■ **Written task 1**
In the passage on tuning MSA 2000 storage throughput, what maximum transfer rate was reached after switching to one large volume per virtual disk?
■ **Written task 2**
Continue the passage on tuning MSA 2000 storage throughput, picking up after its final sentence.

■ **Exercise passage**
We were now topping out at around 1000 MB/sec, or close to 1GB a second of data transfer rate. This is not bad for a single array, but I knew the MSA 2000 could perform better. Now, to determine how to get that last bit of performance out of the storage.

I had one more idea how we could improve performance. Up until now, I had been creating 16 volumes, 4 on each virtual disk, and using Oracle to stripe across them. Each virtual disk was either a RAID 5 or RAID 6 containing 12 physical disks. My theory now is that by creating 4 volumes in the physical disk, and causing Oracle to stripe across all 4, meant the hard disks were doing unnecessary seeking as each read or write had to access all 4 volumes simultaneously. I decided, rather than carving 4 volumes per virtual disk, to just carve one large volume per virtual disk, 4 total, and test like that:

My theory was correct. By creating only 4 volumes instead of 16, each volume containing the entire space of a RAID 5 or 6 virtual disk with 12 physical drives in it, we were able to achieve a maximum performance rate of about 1150MB/sec. This was a 15% improvement over our previous test results and beginning to reach the theoretical maximum of a fully loaded array of 1.24GB/sec.

■ **Available data**
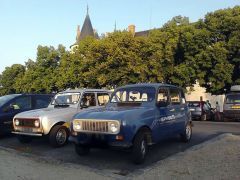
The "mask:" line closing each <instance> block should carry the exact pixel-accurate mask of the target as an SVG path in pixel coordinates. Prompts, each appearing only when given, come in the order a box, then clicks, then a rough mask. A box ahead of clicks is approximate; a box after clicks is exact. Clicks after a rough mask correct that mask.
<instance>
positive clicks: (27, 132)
mask: <svg viewBox="0 0 240 180" xmlns="http://www.w3.org/2000/svg"><path fill="white" fill-rule="evenodd" d="M21 130H22V132H26V133H32V132H33V130H32V128H22V129H21Z"/></svg>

■ **Response box 1**
About 1150MB/sec.

■ **Response box 2**
The last step was to take our two best performing single array configurations and deploy them across all 4 units, and test aggregate performance. Here are the results of that test:

This is looking really good. One thing I should mention is that with a single server, I can never fully saturate all 4 storage arrays. We are now reaching peak performance of around 2700 MB/sec, which is getting close to the limits of our host bus adapters. It will actually take at least 2 of these servers doing maximum sequential reads to fully saturate the capability of this storage.

Next steps:

We’ve determined which RAID 5 or 6 configuration will give us the best performance. We need to decide if we want to use RAID 5 or 6. If we use RAID 5, we can withstand a single disk failure per 12 disks, and the global spare will be brought online immediately. If we use RAID 6 we can withstand 2 disk failures per 12 disks. Some other things to think about: with RAID 5, we end up with 25.6 TB usable space, RAID 6, we end up with 23.4TB usable space. If we decide to mirror across storage arrays for further redundancy, these figures are halved to 12.8TB RAID 5 and 11.7TB RAID 6.
Optimal sizing for Redo logs and Archive logs: What I would prefer to do is present 16 total disks, 4 from each array, to achieve the best performance. If we go with RAID 5, each one of these 16 disks will be roughly 1.6TB in size. If we use RAID 6 each one will be roughly 1.45TB in size. I would recommend we partition them at the Linux level to take a small section from the beginning of each disk to use for Redo or Archive logs. For example, if we took 50GB from each disk, we would have 800GB total for Redo logs. Likewise for archive logs, taking 100GB from each disk would give us 1.6TB total for archive logs. I’ve scheduled a meeting with the DBA team to make decisions here.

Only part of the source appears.